┌─ Available data
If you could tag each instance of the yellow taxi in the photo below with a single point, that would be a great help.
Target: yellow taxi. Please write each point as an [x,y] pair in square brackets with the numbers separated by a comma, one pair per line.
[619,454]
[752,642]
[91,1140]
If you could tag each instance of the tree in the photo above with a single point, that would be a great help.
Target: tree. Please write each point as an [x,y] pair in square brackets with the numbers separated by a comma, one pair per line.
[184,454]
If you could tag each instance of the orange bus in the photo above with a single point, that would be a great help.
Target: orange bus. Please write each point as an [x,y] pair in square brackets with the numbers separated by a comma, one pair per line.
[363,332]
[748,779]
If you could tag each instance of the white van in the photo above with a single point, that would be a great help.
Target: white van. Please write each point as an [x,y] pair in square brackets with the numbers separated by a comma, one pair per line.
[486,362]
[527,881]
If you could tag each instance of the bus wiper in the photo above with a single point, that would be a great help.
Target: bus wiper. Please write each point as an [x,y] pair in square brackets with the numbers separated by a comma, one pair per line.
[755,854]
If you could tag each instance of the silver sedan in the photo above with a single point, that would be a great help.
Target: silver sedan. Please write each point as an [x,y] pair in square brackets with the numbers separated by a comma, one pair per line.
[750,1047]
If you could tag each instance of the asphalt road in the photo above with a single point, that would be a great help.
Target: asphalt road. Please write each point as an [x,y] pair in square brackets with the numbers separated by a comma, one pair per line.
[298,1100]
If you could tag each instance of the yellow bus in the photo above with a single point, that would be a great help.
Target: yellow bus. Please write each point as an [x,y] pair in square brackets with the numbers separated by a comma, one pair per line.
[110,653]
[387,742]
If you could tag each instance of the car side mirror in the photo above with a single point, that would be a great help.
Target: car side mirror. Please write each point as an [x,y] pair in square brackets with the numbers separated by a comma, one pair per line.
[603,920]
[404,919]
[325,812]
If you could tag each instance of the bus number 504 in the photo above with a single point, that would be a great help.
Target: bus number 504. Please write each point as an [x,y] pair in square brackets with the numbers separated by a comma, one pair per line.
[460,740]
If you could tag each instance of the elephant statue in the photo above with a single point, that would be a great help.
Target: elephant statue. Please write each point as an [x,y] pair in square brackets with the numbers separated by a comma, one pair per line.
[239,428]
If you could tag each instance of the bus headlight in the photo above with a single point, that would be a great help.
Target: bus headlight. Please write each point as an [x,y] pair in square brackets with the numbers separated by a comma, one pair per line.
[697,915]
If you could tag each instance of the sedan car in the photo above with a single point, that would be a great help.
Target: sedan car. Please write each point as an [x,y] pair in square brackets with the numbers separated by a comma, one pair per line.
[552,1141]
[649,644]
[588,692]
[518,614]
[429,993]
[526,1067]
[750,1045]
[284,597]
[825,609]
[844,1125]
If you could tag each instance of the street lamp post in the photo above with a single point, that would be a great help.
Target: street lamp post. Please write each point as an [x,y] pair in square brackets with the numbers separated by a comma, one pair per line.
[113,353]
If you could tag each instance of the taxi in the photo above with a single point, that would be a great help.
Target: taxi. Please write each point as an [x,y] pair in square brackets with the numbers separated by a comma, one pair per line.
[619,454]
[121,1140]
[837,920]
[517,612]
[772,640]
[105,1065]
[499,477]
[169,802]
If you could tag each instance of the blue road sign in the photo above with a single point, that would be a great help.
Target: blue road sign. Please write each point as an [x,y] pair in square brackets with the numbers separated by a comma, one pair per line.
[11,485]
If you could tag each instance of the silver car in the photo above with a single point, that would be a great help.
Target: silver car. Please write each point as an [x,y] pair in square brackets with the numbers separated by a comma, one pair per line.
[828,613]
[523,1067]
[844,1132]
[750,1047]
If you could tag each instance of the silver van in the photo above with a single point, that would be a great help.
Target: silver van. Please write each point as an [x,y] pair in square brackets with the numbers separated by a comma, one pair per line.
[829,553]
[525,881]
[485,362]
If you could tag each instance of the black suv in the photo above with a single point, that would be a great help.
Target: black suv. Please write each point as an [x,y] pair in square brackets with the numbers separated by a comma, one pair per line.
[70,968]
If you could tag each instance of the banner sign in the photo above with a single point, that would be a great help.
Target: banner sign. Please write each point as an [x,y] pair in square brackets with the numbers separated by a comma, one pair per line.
└─
§ Required task: Starting at the line with "If you could tag each instance of the street", copy every line up to and including the last one in the entries above.

§ Reply:
If you could tag each instance of the street lamp post in the photo above with a single point, that would be a great help.
Target: street lamp post. Please write each point as an [x,y] pair in square brackets with the numbers separated by a comma, one pair per line.
[113,353]
If you could tag each instance of the taxi in the photo above with a single point, that would be a great help.
Target: taxi. Please write each point as an [x,y] pair in square brackets with the numbers separated by a comma, one pair per line.
[619,454]
[121,1140]
[837,920]
[517,612]
[772,640]
[105,1065]
[499,477]
[169,802]
If you could tag each instance of the blue road sign in the photo above with a single point, that would be a great help.
Target: blue road sign. Please write each point as an [x,y] pair in square brackets with the numbers separated by a comma, one pair per line.
[11,485]
If you could tag each instance of the silver car in the photo above with a single point, that would be a great help.
Target: silver car. Please write each point as an [x,y] pair in square brackets with the numbers separated by a comma, one pair per line.
[828,613]
[523,1067]
[844,1132]
[750,1047]
If you could tag each instance of the silver van in the photo above with a single point, that would be a great help.
Target: silver van. Please write each point as an [x,y] pair in square brackets with the numbers separated by a comma, one pair per line.
[829,553]
[525,881]
[485,362]
If you could tag each instance of the black suv in the photo above with a single point, that would be a great help.
Target: black suv. Please write each point as an [x,y] pair in square brackets with the numbers separated by a comma, one pair per line.
[70,968]
If you could tag each instance of the banner sign in the photo above with a single point, that would be a great help.
Target: banner sign. Please write each point as an [x,y] pair in square brackets with the numbers separated by a comma, one pair per line.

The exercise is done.